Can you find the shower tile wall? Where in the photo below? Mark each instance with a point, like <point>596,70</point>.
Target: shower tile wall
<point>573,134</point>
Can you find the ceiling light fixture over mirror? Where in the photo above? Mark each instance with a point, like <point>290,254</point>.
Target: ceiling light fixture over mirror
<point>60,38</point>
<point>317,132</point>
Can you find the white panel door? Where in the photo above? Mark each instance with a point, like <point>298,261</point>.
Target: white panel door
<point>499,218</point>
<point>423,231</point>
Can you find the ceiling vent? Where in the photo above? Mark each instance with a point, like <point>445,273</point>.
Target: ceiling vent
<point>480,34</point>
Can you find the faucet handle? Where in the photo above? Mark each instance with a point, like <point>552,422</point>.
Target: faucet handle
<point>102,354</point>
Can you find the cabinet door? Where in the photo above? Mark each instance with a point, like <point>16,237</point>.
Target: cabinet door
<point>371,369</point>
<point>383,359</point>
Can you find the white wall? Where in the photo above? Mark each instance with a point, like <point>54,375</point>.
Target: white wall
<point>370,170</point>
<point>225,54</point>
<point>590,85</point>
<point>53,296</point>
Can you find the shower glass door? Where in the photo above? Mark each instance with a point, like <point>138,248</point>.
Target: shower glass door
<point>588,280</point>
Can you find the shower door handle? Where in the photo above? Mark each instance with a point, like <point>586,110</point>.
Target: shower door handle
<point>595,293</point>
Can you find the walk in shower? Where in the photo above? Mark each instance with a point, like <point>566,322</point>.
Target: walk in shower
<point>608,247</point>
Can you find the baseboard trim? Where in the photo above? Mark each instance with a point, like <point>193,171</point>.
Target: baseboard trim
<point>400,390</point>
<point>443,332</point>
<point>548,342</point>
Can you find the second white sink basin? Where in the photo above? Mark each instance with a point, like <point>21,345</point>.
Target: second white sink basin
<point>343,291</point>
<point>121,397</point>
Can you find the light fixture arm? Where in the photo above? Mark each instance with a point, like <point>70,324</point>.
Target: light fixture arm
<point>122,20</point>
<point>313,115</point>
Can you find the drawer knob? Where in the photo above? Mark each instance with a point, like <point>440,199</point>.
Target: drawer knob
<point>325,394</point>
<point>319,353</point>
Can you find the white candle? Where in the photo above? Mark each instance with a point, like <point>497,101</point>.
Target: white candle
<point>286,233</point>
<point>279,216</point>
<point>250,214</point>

######

** STATED GOAL **
Rewrite all of the data above, changing "Target" to "Object" throughout and leaving everything else as it is.

** CORRECT RESPONSE **
Can you find the shower tile wall? Where in the photo below? Mark each instance with a point, like <point>596,70</point>.
Object: shower tile wall
<point>573,134</point>
Can you find the ceiling light fixture over mirror? Where in the photo above? Mark each instance with a point, like <point>290,254</point>.
Object: ceiling light fixture over mirror
<point>60,38</point>
<point>317,132</point>
Can you find the white panel door? Where in the photo above? Mark each instance with a point, like <point>298,261</point>.
Object: white panel door
<point>499,218</point>
<point>423,231</point>
Can you find the ceiling vent? Where in the photo above? Mark each instance with a point, like <point>445,273</point>.
Object: ceiling vent
<point>480,34</point>
Can you find the faucet handle? Where in the photo above? Mark each instance with a point, like <point>552,422</point>.
Object: faucet handle
<point>102,354</point>
Can you find the cabinet door? Where in the photo above? Mark each instance with a point, like <point>16,237</point>.
Object: cabinet door
<point>371,369</point>
<point>383,359</point>
Can you find the white wall? Where in the photo above? Mark each instance with a point, like <point>54,375</point>.
Object: white wall
<point>370,170</point>
<point>225,54</point>
<point>590,85</point>
<point>53,296</point>
Can you find the shower glass door? Where in the photo above? Mark each instance with a point, like <point>138,248</point>.
Object: shower glass door
<point>588,280</point>
Can you find the shower door handle? Where in the photo above? Mark each instance with a point, like <point>586,110</point>.
Object: shower door handle
<point>595,293</point>
Can you find the walk in shower? Where in the photo above? Mark each instance with a point, like <point>566,322</point>.
Object: walk in shower
<point>608,247</point>
Can you find the baseboard trim? Where in the photo above? Mark each instance with a point, like <point>193,171</point>.
Object: baseboard trim
<point>400,390</point>
<point>443,332</point>
<point>548,342</point>
Can you find the second white sink basin? Where in the photo above? Mark each instance with a point, like <point>21,345</point>.
Object: second white sink basin
<point>343,291</point>
<point>121,397</point>
Can you find the light fixture arm? Where in the photo above? Mark each instance with a point, like <point>70,324</point>.
Object: light fixture arm
<point>122,20</point>
<point>313,115</point>
Can you find the drawer knob? Where in the photo above? Mark each instance with a point, like <point>440,199</point>.
Object: drawer knob
<point>325,394</point>
<point>319,353</point>
Can you find the white candle? Where in the photo above? Mark each instance with a point, like <point>497,101</point>.
Object: white candle
<point>286,233</point>
<point>279,216</point>
<point>250,214</point>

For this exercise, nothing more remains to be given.